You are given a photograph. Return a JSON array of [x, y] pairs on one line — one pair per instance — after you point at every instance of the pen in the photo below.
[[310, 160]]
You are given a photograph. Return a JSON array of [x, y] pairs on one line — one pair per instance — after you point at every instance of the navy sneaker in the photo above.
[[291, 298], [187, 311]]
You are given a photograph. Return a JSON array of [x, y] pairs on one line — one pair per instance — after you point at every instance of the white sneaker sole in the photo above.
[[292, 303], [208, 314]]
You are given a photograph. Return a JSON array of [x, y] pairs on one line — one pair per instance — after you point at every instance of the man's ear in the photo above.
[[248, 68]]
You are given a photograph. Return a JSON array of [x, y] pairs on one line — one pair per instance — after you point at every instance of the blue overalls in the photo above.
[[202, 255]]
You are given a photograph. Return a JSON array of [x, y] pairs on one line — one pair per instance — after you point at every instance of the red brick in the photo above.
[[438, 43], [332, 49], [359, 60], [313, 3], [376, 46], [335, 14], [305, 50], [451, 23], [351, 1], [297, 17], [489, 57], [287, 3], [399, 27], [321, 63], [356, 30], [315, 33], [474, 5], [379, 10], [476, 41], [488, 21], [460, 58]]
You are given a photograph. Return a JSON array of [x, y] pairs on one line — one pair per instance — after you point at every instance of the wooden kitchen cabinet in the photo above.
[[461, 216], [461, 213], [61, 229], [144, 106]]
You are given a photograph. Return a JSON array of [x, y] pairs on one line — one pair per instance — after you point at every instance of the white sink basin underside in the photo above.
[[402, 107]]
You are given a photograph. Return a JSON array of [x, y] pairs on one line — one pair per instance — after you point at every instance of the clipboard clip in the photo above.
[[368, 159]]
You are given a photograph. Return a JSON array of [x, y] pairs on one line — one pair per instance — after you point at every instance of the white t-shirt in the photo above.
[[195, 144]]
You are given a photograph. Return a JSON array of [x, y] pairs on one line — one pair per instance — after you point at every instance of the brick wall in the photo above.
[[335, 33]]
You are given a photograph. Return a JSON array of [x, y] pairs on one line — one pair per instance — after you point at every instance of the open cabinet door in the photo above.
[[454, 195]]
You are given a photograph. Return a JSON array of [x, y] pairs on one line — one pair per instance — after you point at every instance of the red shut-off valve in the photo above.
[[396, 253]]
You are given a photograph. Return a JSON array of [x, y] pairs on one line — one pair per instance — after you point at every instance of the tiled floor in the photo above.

What the exercise asks: Copy out the lines word for word, everything from the start of the lines down to the line that contains "[[461, 216], [461, 213], [61, 229], [144, 106]]", including that line.

Written answer:
You are given a photograph. Return a JSON array of [x, y] pairs on one line — one pair per instance — after you point at every instance of the pen in the photo below.
[[310, 160]]
You are given a photograph. Return a JSON array of [x, y] pairs on one line — one pair per instance — after you point at every instance of the navy sneaker in the photo above.
[[291, 298], [187, 311]]
You are given a photograph. Return a JSON array of [x, y] pairs on one line — one pair per instance — after you point at every instance of the white sneaker sole in the photo above.
[[292, 303], [208, 314]]
You are given a photograph. Return a JSON array of [x, y] pairs on one line — one pair per instance — after you point at every instance of the man's ear in the photo above.
[[248, 68]]
You are given a photograph. Return a JSON array of [x, y] pairs on one line — one pair per instance — after you point at every instance of the blue overalls in the photo above.
[[202, 255]]
You are given a photograph. Return a JSON array of [x, y] pairs on one line — one pair per instance — after you point at every instance of the red brick in the photo above.
[[438, 43], [332, 49], [359, 60], [313, 3], [376, 46], [335, 14], [305, 50], [451, 23], [351, 1], [297, 17], [489, 57], [287, 3], [399, 27], [321, 63], [356, 30], [315, 33], [474, 5], [379, 10], [476, 41], [488, 21], [460, 58]]
You are given a photograph. Return a JSON array of [x, y] pairs on one line — one pair per instance — after you point at every instance of the wooden kitchen cabinet in the photo above.
[[461, 216], [461, 213], [61, 229], [144, 106]]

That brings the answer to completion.